### TASK REQUIREMENTS
[1] Using the news text below on Trump's Monday remarks, decide whether each statement agrees with it: (a) Congress allowed the unused border wall pieces to be used to install new barriers; (b) Adams has pleaded not guilty; (c) the border wall material not given to federal agencies or state governments was sold to GovPlanet. Answer yes or no for each, quoting the words of the text that decide it.
[2] Carry on the news text below about Trump's Monday remarks, picking up after its final sentence.

### PROVIDED TEXT
━━━━━━━━━━━━━━━━━━━━━━━━━━━━━━

Continuing his threats of legal action, Trump railed Monday against the Biden administration over the border wall material sales, saying he has spoken to Texas Attorney General Ken Paxton and other Texas officials about a potential restraining order.
Congress last year required the Biden administration to dispose of the unused border wall pieces. The measure, included in the massive National Defense Authorization Act, allows for the sale or donation of the items to states on the southern border, providing they are used to refurbish existing barriers, not install new ones. Congress also directed the Pentagon to account for storage costs for the border wall material while it has gone unused.
“I’m asking today, Joe Biden, to please stop selling the wall,” Trump said.
The Department of Defense, however, said that further sales can’t be blocked because all the excess border wall material has already been distributed. Most was provided to other federal agencies and state governments, as required by defense legislation signed on Dec. 22, 2023. The rest was sold to GovPlanet, which buys and auctions off government surplus.
While Trump described the handover between Biden and his incoming team as “a friendly transition,” he also took issue with efforts to allow some members of the federal workforce to continue working from home. Trump said that if government workers don’t come back into the office under him, they will be dismissed.
Trump also weighed in on Adams, who is facing federal fraud and corruption charges. Asked whether he would consider pardoning Adams, Trump said, “Yeah I would.”
“I think that he was treated pretty unfairly,” Trump said, while at the same time acknowledging he doesn’t “know the facts.”
Adams has been accused of accepting flight upgrades and other luxury travel perks valued at $100,000 along with illegal campaign contributions from a Turkish official and other foreign nationals looking to buy his influence. He has pleaded not guilty. Multiple members of his administration have also come under investigation.
Adams, who insists he did nothing wrong, told reporters Monday that his attorney was “going to look at every avenue to ensure I get justice.”
Trump was pressed repeatedly on the future of vaccines, amid concerns over his decision to choose the anti-vaccine advocate, Robert F. Kennedy Jr., to lead the Department of Health and Human Services, which regulates the shots.

━━━━━━━━━━━━━━━━━━━━━━━━━━━━━━

### DATASET EXCERPTS
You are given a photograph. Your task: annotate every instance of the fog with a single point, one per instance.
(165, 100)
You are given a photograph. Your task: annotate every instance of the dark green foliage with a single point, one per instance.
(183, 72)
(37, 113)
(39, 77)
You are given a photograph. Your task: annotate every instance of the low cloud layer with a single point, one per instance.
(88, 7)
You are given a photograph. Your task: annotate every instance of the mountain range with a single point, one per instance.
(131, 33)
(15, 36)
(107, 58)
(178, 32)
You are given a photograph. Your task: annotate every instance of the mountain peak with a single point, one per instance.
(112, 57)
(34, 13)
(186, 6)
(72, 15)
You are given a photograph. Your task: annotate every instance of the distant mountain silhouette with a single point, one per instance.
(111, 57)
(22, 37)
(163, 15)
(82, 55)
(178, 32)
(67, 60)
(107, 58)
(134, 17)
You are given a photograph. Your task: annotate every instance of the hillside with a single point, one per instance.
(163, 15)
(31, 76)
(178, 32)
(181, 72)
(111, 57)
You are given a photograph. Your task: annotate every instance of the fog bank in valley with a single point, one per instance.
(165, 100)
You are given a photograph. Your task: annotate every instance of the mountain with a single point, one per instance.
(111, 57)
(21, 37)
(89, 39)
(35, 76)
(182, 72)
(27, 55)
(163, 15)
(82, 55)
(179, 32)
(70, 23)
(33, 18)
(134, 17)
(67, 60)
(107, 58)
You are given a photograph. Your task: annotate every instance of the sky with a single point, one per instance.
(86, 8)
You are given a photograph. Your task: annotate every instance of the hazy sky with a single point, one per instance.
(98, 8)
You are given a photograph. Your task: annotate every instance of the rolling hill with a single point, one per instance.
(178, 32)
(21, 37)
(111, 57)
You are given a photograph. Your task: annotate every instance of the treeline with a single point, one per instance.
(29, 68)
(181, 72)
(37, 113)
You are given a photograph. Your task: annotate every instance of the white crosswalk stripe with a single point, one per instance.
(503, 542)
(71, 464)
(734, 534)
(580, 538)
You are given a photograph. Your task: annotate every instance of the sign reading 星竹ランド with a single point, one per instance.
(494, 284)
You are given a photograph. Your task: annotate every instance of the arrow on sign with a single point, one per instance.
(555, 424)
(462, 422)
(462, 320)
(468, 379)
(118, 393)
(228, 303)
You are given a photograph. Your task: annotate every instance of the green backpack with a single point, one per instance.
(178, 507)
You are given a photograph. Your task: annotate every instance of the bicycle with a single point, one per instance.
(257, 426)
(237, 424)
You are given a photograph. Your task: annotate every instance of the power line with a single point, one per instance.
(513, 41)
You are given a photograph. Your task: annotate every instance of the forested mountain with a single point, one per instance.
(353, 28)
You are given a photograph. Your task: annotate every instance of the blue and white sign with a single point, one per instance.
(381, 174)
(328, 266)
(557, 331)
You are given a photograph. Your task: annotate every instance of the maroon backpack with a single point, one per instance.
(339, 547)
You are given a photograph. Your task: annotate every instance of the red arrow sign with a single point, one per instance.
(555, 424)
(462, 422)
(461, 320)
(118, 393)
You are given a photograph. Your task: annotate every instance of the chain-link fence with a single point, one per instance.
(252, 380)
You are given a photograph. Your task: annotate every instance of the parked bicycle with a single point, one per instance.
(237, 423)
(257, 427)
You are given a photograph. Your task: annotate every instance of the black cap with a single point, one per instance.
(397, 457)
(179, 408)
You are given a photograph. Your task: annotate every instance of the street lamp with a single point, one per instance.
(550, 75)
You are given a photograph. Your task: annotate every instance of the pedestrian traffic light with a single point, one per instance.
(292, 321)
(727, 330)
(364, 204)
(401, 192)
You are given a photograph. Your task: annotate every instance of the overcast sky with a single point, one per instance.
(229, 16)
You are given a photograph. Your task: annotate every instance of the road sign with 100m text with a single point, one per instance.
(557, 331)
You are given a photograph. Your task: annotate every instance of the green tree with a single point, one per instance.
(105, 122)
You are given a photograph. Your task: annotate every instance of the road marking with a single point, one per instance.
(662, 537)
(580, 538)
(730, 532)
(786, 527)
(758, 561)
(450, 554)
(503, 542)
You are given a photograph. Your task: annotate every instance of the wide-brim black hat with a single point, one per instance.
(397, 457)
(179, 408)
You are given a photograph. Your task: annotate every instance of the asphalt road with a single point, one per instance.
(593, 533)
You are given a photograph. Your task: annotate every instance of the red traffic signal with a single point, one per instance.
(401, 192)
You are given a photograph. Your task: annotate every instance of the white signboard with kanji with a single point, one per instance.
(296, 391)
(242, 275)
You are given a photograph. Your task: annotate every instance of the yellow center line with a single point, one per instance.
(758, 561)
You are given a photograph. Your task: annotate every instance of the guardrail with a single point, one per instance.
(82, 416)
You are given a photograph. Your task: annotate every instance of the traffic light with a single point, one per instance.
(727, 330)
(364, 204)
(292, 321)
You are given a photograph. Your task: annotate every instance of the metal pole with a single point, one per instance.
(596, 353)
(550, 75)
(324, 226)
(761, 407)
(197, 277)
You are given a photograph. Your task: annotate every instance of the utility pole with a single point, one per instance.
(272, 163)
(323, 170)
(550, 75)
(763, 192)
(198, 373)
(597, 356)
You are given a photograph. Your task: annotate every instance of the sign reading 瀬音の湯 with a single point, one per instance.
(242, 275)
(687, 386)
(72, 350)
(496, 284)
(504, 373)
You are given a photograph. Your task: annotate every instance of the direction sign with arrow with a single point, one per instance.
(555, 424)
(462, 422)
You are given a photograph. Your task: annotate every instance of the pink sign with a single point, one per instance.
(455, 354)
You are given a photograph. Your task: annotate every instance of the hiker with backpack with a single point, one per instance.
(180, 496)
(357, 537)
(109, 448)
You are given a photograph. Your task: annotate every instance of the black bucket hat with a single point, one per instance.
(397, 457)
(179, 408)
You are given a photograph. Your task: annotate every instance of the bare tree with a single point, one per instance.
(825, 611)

━━━━━━━━━━━━━━━━━━━━━━━━━━━━━━

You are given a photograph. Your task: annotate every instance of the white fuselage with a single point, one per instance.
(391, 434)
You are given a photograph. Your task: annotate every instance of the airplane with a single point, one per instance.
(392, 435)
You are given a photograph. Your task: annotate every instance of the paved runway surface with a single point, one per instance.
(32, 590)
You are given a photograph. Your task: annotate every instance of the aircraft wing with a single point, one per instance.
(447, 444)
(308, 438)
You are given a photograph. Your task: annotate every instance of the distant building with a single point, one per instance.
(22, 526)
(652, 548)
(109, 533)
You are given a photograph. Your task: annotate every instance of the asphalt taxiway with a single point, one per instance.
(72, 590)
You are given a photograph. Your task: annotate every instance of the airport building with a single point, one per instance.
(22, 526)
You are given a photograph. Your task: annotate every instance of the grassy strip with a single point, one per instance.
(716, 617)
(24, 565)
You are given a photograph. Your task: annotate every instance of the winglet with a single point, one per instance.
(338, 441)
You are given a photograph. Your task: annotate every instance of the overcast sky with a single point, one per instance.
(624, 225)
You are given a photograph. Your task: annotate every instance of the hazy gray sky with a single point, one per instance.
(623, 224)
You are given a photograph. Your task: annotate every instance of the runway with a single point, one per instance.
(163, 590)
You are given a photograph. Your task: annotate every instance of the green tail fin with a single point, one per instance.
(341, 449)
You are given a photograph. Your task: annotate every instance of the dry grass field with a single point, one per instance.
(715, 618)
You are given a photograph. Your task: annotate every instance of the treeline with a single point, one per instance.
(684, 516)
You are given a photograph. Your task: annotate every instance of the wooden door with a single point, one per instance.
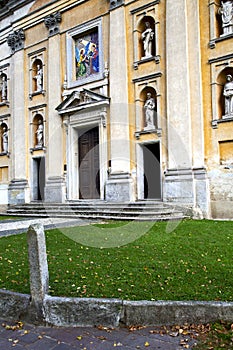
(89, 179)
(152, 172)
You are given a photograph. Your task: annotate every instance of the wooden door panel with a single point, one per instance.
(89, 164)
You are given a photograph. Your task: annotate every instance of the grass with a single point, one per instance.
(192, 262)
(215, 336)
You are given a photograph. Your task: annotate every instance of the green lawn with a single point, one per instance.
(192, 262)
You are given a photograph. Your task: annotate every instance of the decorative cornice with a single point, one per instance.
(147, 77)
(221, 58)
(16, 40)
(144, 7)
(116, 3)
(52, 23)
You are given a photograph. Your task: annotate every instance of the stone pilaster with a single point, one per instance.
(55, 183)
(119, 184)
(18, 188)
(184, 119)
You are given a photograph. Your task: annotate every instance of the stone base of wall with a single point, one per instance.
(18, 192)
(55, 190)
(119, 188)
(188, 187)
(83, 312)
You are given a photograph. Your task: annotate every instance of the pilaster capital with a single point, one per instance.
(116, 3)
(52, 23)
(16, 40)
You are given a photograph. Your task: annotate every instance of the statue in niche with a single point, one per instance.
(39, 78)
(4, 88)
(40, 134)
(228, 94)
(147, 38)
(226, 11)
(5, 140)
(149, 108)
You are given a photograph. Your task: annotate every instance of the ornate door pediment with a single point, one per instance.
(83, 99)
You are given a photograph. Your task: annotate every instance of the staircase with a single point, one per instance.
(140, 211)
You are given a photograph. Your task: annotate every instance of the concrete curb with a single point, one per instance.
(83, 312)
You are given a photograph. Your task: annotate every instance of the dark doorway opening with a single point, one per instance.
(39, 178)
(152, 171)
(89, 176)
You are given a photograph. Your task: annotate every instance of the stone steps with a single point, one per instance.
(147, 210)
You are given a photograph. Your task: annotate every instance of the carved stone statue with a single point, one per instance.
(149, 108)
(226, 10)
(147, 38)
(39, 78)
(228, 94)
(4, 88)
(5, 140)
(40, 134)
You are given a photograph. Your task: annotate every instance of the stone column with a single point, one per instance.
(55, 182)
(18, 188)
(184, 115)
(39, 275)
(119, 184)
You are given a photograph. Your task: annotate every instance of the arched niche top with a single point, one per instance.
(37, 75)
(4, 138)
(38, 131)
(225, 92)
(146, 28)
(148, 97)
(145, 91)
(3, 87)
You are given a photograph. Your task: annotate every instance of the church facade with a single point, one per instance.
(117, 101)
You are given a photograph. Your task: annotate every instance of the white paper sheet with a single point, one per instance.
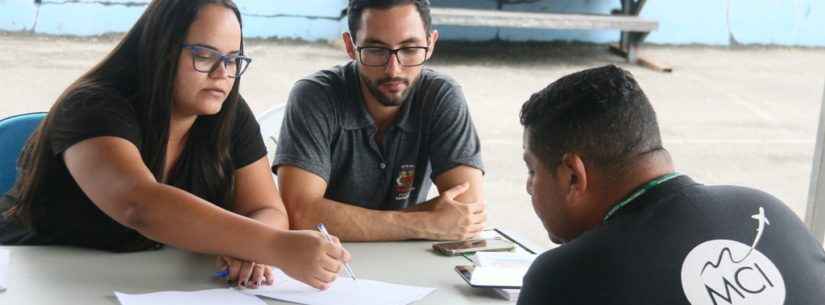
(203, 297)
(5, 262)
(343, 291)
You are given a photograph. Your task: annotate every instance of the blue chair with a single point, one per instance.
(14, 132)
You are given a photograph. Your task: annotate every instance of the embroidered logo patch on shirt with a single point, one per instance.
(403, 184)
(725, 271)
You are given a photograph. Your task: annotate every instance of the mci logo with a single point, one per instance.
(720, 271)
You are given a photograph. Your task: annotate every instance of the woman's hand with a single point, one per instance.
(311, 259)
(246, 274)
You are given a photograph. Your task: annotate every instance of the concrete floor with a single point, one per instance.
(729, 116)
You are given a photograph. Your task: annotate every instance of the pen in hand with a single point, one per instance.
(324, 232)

━━━━━━━━━━━━━━━━━━━━━━━━━━━━━━

### PER-TASK ANSWERS
[1]
(a) No: "providing they are used to refurbish existing barriers, not install new ones."
(b) Yes: "He has pleaded not guilty."
(c) Yes: "The rest was sold to GovPlanet, which buys and auctions off government surplus."

[2]
Trump again declined to dismiss the long-debunked theory that vaccines cause autism and said Kennedy would be examining that already well-studied question.
But he also assured the public that one of the most successful vaccines would not be barred by his administration.
“You’re not going to lose the polio vaccine,” he said, calling himself “a big believer in it.”
“That’s not going to happen,” he said.
Outgoing Republican leader Mitch McConnell, who had polio as a child, had said Friday that Trump’s nominees seeking Senate confirmation should “steer clear” of efforts to discredit the polio vaccine, calling them not just uninformed, but “dangerous.”
Trump also weighed in on the mysterious drone sightings over parts of New Jersey and the eastern U.S. that have sparked speculation and concern over where they are coming from.
Taking a conspiratorial tone, Trump insisted, without offering evidence, that, “the government knows what is happening.”
“Our military knows and our president knows and for some reason they want to keep people in suspense,” he said, refusing to say whether he had been briefed on the sightings.
White House spokesperson John Kirby said later Monday that there is no indication that the drones pose a public safety or national security threat, and that he would say so if that weren’t the case. While he acknowledged frustrations, he stressed that there are more 1 million legal drones in the country.
“Having closely examined the data,” he said, “we assess that the sightings to date include a combination of lawful commercial drones, hobbyist drones and law enforcement drones, as well as manned fixed-wing aircraft, helicopters, and even stars that were mistakenly reported as drones.”